ПОСТАВЛЕННАЯ ЗАДАЧА 1: Перепишите отрывок текста о многомировом подходе, начиная со слов «Отметим, что при» и заканчивая словами «наблюдаем и измеряем.». Замените в нём «гипотезах» на «допущениях».
ПОСТАВЛЕННАЯ ЗАДАЧА 2: Продолжите текст о многомировом подходе к квантовой механике сразу после его последнего предложения.

ТЕКСТ ДОКУМЕНТА:
━━━━
Важно понять, что физикам всегда приходится рассказывать истории с двух сторон. Одна сторона история — математическая — о том, как вселенная развивается согласно данной теории. Другая история — физическая, которая переводит абстрактные математические термины на экспериментальный язык. Вторая история описывает то, как математическая эволюция видится таким наблюдателям, как мы с вами, и, в более общем смысле, что математические символы теории говорят нам о природе реальности.{73} Во времена Ньютона эти две истории в общем и целом были идентичны, как я отмечал в главе 7, когда говорил о непосредственности и осязаемости ньютоновской «архитектуры». Каждый математический символ в уравнениях Ньютона имеет прямой и очевидный физический аналог. Символ x? О, это положение мяча. Символ υ? Скорость мяча. Однако когда мы переходим к квантовой механике, перевод математических символов в наблюдаемые явления окружающего нас мира оказывается не столь простым. Более того, используемый язык и понятия, необходимые для двух историй, становятся столь отличными, что вам требуется хорошо разобраться с каждой. Однако важно разделять, что есть что: какие идеи и описания привлекаются как часть фундаментальной математической структуры теории, а какие используются для установления связи с человеческим опытом.
Давайте послушаем эти две истории в случае многомирового подхода к квантовой механике. Вот первая из них.
Математический аппарат многомирового подхода, в отличие от копенгагенского, ясен, прозрачен и неизменен. Уравнение Шрёдингера определяет распространение во времени волн вероятности и никогда не задвигается за штору; оно всегда при деле. Уравнение Шрёдингера направляет форму волн вероятности, заставляя их с течением времени смещаться, видоизменяться и колебаться. Определяем ли мы волну вероятности частицы или совокупности частиц или рассматриваем различные ансамбли частиц, составляющие вас или ваше измерительное оборудование, уравнение Шрёдингера берёт исходную форму волны вероятности в качестве начальных данных и подобно графической программе, управляющей замысловатой экранной заставкой, выдаёт волновой профиль в любой последующий момент времени. Согласно этому подходу, именно так развивается вселенная. На этом всё. Конец истории. Точнее, конец первой истории.
Отметим, что при изложении первой истории я не использовал ни слово «расщепляться», ни понятия «множество миров», «параллельные вселенные» или «квантовая мультивселенная». Многомировой подход не нуждается в этих гипотезах. Они не играют никакой роли в фундаментальной математической структуре теории. Но, как мы сейчас увидим, эти идеи будут призваны во второй истории, когда, следуя Эверетту и его последователям, расширившим его пионерские результаты, мы изучаем, как математика объясняет нам то, что мы наблюдаем и измеряем.
━━━━
СОХРАНЁННЫЕ ДАННЫЕ:
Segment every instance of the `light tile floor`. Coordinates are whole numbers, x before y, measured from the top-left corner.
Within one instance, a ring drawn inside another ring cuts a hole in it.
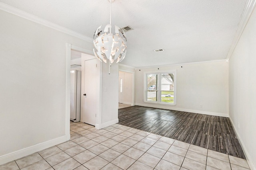
[[[71,140],[0,170],[246,170],[246,160],[118,124],[70,121]]]

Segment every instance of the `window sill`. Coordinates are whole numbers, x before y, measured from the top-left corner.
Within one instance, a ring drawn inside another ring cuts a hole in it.
[[[171,105],[171,106],[176,106],[176,104],[174,103],[163,103],[163,102],[150,102],[148,101],[145,101],[145,100],[144,101],[145,103],[152,103],[155,104],[160,105]]]

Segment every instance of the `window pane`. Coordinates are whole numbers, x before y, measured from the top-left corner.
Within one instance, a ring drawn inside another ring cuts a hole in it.
[[[165,103],[174,103],[173,91],[161,91],[161,102]]]
[[[147,86],[149,90],[157,90],[158,74],[147,74]]]
[[[174,74],[161,74],[161,102],[174,103]]]
[[[147,91],[147,101],[156,102],[157,101],[157,91]]]
[[[174,74],[161,74],[161,89],[162,90],[174,90]]]

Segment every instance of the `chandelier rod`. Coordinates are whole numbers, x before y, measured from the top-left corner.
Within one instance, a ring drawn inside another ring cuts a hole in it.
[[[110,0],[110,25],[111,25],[111,1],[112,1],[112,0]],[[111,30],[111,27],[110,27],[110,30]],[[111,31],[110,31],[110,32]]]

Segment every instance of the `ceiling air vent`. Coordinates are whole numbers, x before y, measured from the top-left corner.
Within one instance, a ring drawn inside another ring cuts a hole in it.
[[[162,51],[164,51],[164,49],[159,49],[159,50],[154,50],[154,51],[155,52],[159,52]]]
[[[127,32],[133,29],[133,28],[132,28],[130,26],[126,26],[126,27],[123,27],[122,29],[124,31],[124,32]]]

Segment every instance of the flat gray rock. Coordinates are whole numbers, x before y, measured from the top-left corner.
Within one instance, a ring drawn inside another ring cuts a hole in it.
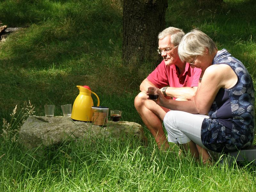
[[[141,126],[133,122],[109,121],[107,124],[100,126],[73,121],[70,117],[30,116],[20,128],[19,140],[25,147],[32,148],[41,144],[50,146],[74,139],[134,137],[141,139],[144,137],[143,134]]]

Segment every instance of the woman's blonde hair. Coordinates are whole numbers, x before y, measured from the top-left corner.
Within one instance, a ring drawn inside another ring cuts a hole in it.
[[[203,32],[195,29],[182,37],[178,48],[178,53],[180,60],[184,61],[193,56],[204,55],[206,48],[210,54],[217,49],[212,39]]]

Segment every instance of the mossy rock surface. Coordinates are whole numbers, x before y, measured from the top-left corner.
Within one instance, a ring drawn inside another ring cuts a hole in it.
[[[50,146],[66,140],[90,139],[105,137],[112,139],[144,137],[141,126],[127,121],[109,121],[106,125],[94,125],[91,122],[74,121],[70,117],[30,116],[22,126],[19,141],[27,148],[33,148],[40,145]]]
━━━━
ОТВЕТ НА ЗАДАНИЕ 1:
Отметим, что при изложении первой истории я не использовал ни слово «расщепляться», ни понятия «множество миров», «параллельные вселенные» или «квантовая мультивселенная». Многомировой подход не нуждается в этих допущениях. Они не играют никакой роли в фундаментальной математической структуре теории. Но, как мы сейчас увидим, эти идеи будут призваны во второй истории, когда, следуя Эверетту и его последователям, расширившим его пионерские результаты, мы изучаем, как математика объясняет нам то, что мы наблюдаем и измеряем.

ОТВЕТ НА ЗАДАНИЕ 2:
Давайте начнём с простого — или настолько простого, насколько получится. Допустим, мы измеряем положение электрона, волна вероятности которого имеет один пик (рис. 8.9). (Опять-таки, не беспокойтесь о том, почему у электрона именно такая форма волны вероятности — воспринимайте это как данность.) Как я уже говорил, нам не под силу детально изложить первую историю даже такого простого измерительного процесса. Для этого потребовалось бы с помощью уравнения Шрёдингера определить, как волна вероятности, описывающая положения огромного количества частиц, составляющих вас и ваш измерительный прибор, объединяется с волной вероятности электрона и как это объединение эволюционирует во времени. Мои студенты, многие из которых весьма способные, очень часто не могут решить уравнение Шрёдингера даже для одной частицы. Вы и детектор состоите примерно из 1027 частиц. Решить математически уравнение Шрёдингера для такого большого количества составляющих практически нереально. Однако мы качественно представляем результирующую картину. При измерении положения электрона массы частиц приходят в движение. Примерно 1027 частиц монитора детектора, подобно танцорам в хорошо поставленном шоу, спешат занять свои места, чтобы разом высветить «Угол тридцать четвёртой улицы и Бродвея», а примерно такое же количество частиц в моих глазах и голове делают всё необходимое для создания чёткого восприятия сообщаемого результата. Уравнение Шрёдингера, каким бы неподъёмным ни был точный анализ для столь огромного количества частиц, описывает именно такое перемещение.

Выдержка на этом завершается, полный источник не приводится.